"Then You Look at Me" is a song by Canadian singer Celine Dion, supposed to be released on 11 December 1999 as the second single from her first English-language compilation album, All the Way... A Decade of Song (1999). It is also the theme song to the 1999 film Bicentennial Man. The song was written by James Horner and Will Jennings, who wrote for Dion her 1997 hit "My Heart Will Go On", which was the theme for the film Titanic. A music video was also produced to promote the single.

Background and release
The Bicentennial Man film, released on 13 December 1999, and starring Robin Williams, became a flop and the single was cancelled. The second reason was that "That's the Way It Is" became a hit and was still strong on the singles charts around the world. However, "Then You Look at Me" was included as a B-side to the "Live (for the One I Love)", The First Time Ever I Saw Your Face" and "I Want You to Need Me" singles. The movie soundtrack also included the song but in a slightly modified version, produced by James Horner and Simon Franglen. The version from Dion's album was produced by David Foster, Horner and Franglen and differs in arrangements and in Dion's interpretation.

---

# SET TASK
According to the text about "Then You Look at Me," who produced the version of the song on Dion's album? The listing after this is not needed.

# GIVEN DATA
---

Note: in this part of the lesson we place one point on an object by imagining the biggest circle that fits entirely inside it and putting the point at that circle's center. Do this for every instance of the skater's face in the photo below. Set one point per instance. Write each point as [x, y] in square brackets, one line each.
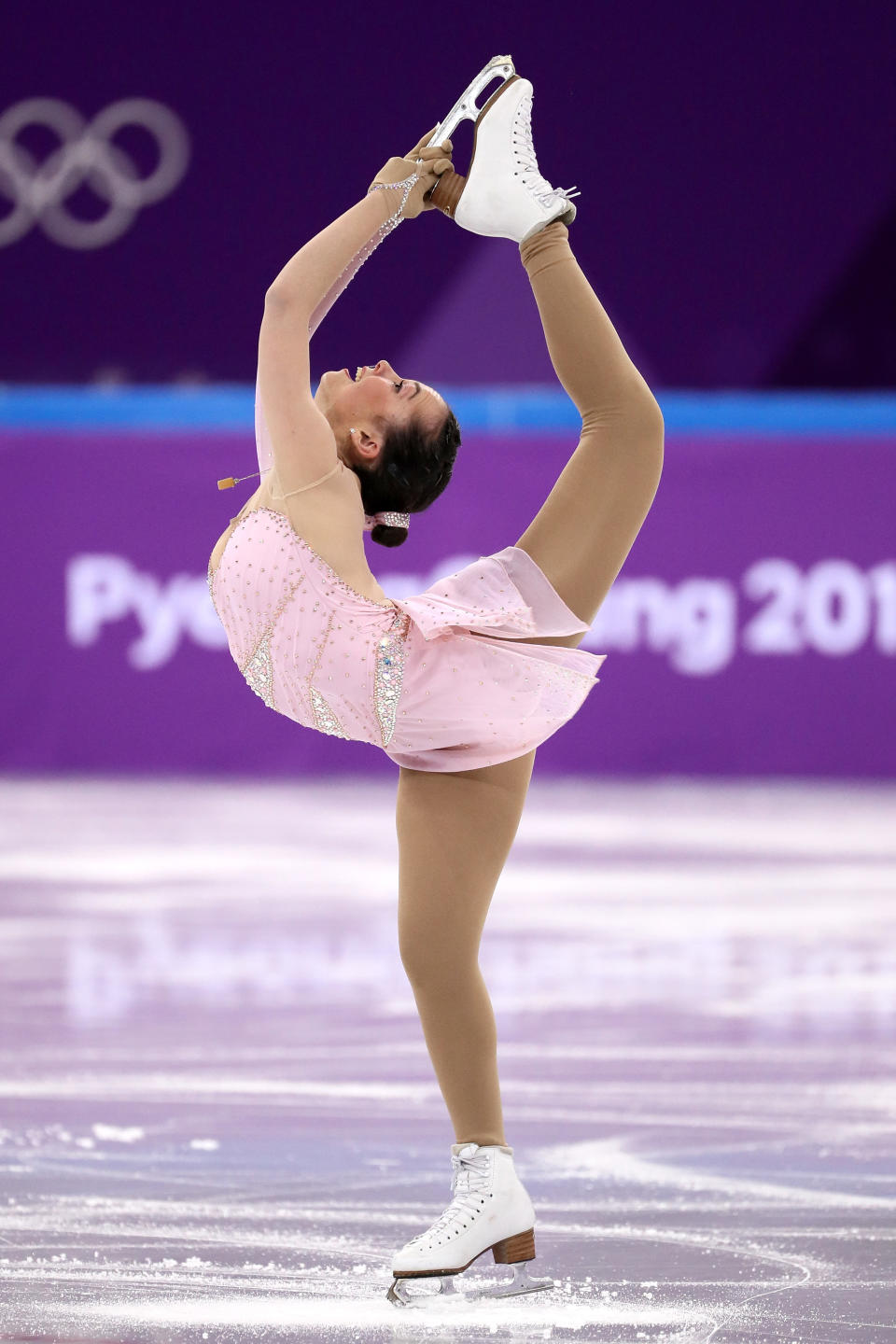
[372, 400]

---

# EXPECTED ANSWER
David Foster, James Horner and Simon Franglen.